Excerpted text =
- - - - -

A matter of some debate is the relationship between innovation and change. Individual speakers innovate constantly as they produce new utterances. Likewise, hearers frequently innovate because they may understand input in ways different from what was intended. But from a constructional perspective, innovation is not change, it is a factor that enables change. Change results from the conventionalization and sedimenting of new constructional characteristics that have been replicated across SP/Ws and AD/Rs. Change at the morphosyntactic level is typically manifested (“actualized”) gradually in terms of involving small shifts in the surface realization, including collocations, of a construction (DE SMET, 2012; DETGES, et al., In preparation a).
It is a basic tenet of cognitive linguistics that meaning is not fixed. Rather, there is “meaning potential”: there is an “essentially unlimited number of ways in which an expression can prompt dynamic cognitive processes” (FAUCONNIER, 2008, p. 661). Morphosyntactic changes typically arise out of reinterpretations (“reanalyses”) that occur in replicated contexts, both linguistic and communicative, which ground interpretation (LANGACKER, 1987, p. 497; see also Detges et al., In preparation b and in it papers by HANSEN and WINTER-FROEHMEL). My focus is on linguistic context (also known as “co-text”, STUBBS, 1995). An example of the role of linguistic context is presented below in connection with the rise of the discourse marker use of by the way.
6. A case study: the rise of the discourse marker by the way
In this brief case study I summarize part of TRAUGOTT (2020), in which the histories of the “digressive” markers by the way, by the by, incidentally, and parenthetically are analyzed. My data are drawn manually, mostly from three electronic corpora. One, Early English Books Online (EEBO) is a corpus of c755 million words of Early Modern English books published during the period 1475-1700, many of them theology, sermons, and history. This corpus is neither parsed nor balanced. The other two corpora are parsed and balanced: Corpus of Historical American English (COHA), which gives access to c400 million words from 1810-2009, and Corpus of Contemporary American English, c1 billion words as of March 2020, covering the years 1990–2019.
Nearly all pragmatic markers in English originate historically in discoverable lexical expressions. Some originate in adverbial adjuncts, e.g. by the way < ‘along the road’; but < ‘on the outside’; after all < ‘after everything’; so < ‘in that manner’; now < temporal adverb ‘at this time’. In English a large number of metatextual DMs are adverbial in origin. Some pragmatic markers originate in clauses, many of them epistemic pragmatic markers, e.g. albeit, I guess, I mean (see BRINTON, 1996; 2008; 2019), and a few in NPs, e.g. all the same, no doubt.

- - - - -

Data drawn from a collection =
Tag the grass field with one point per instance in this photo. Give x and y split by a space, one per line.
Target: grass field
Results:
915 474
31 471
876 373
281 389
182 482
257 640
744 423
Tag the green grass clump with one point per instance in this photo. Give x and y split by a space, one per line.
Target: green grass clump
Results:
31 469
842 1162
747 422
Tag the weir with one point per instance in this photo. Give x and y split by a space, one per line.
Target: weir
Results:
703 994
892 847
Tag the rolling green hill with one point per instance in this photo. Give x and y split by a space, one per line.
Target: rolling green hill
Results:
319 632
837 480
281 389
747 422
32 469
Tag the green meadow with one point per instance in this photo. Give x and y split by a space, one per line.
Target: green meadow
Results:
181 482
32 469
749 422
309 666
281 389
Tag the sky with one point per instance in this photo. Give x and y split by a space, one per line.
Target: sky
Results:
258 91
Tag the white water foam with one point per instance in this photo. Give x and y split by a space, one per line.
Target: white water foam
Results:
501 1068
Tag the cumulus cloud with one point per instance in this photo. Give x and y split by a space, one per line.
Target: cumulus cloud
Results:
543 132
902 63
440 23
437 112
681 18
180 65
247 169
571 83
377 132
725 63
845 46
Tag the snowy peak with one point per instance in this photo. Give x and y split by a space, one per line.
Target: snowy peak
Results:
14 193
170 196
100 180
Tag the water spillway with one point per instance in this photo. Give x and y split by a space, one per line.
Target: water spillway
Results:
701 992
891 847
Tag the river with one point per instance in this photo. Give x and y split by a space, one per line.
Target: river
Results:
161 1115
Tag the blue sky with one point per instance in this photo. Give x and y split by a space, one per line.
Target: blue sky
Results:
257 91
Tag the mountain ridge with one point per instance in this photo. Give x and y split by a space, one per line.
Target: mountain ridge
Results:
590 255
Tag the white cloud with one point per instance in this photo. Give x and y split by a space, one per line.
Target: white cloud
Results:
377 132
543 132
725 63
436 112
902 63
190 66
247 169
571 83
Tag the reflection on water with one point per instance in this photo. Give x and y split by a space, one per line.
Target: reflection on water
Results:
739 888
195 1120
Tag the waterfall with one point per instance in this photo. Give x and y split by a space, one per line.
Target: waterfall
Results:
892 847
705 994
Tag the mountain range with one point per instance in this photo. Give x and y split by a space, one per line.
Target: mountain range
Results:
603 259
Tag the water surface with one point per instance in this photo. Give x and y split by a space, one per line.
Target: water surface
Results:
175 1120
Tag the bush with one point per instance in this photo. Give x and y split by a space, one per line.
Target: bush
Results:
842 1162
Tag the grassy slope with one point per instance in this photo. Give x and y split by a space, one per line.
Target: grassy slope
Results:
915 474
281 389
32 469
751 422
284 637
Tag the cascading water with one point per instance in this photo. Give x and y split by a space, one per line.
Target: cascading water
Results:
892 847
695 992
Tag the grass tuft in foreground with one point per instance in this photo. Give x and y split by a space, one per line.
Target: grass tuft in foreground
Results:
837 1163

- - - - -

Task set =
**1.** In the passage on language change, how many words does the Corpus of Historical American English give access to, and for which years?
**2.** Carry on the passage on language change from its final sentence.

Responses to the exercise =
**1.** About 400 million words, from 1810 to 2009.

**2.**
In contemporary English, by the way is usually said to signal “digression”, change to a new topic that is represented as less important than D1 (MITTWOCH; HUDDLESTON; COLLINS, 2002, p. 779). The online Google dictionary defines it as “used to introduce a minor topic not connected with what was being spoken about previously”.
(5) [talking of new online games] all of them have failed by staying way too close to the same formula. By the way, I also consider Zelda II as one of my favorites, since that's the most challenging game of the series so far.
(2012 Blog, The legend of Zelda needs to evolve [COCA])
Since the end of the 19thC by the way can also be used as a hedge introducing a possibly sensitive topic in D2. In such cases SP/W downplays the importance of the topic in D2, and introduces it performatively as if it was unimportant. A revised characterization of by the way therefore seems in order: “used to signal that the upcoming clause is to be understood as a minor topic not connected with what was being spoken about previously”:
(6) What do you love about her (Lady Gaga)? By the way, you’re in for a very rude awakening! her ice blue lipstick? The blood drinking?
(2012 Blog, Lady Gaga’s ‘Born this way’ [COCA])
In other words, by the way is used multifunctionally. Since the 1930s it has increasingly been used as a marker of aggression, as illustrated by the coronavirus example in (1) (Oh, by the way I have the coronavirus, and so do you now). In the remainder of this section, I present a hypothesis about how the development from a spatial adverbial phrase to DM came about.
By the way originates in an adverbial phrase that is now usually expressed as on/along the way. In Old English the phrase is often be wege as no article was required at that time. From about 1000 to the present, but decreasingly so since about 1800, this phrase is found used as a locative and directional adverbial:
(7) a. ac twegen his geferan feollon be wege
but two his companions fell be way
‘but two of his companions fell along the way’
(c.1000 ÆLS (Maur) B1.3.7 [DOEC])
b. And by the weye his wif Creusa he les.
‘And along the way he lost his wife Creusa’
(1386 Chaucer, Legend good women 945 [MED])3
In these examples, the road is the background for the event (possible fainting, death of Creusa).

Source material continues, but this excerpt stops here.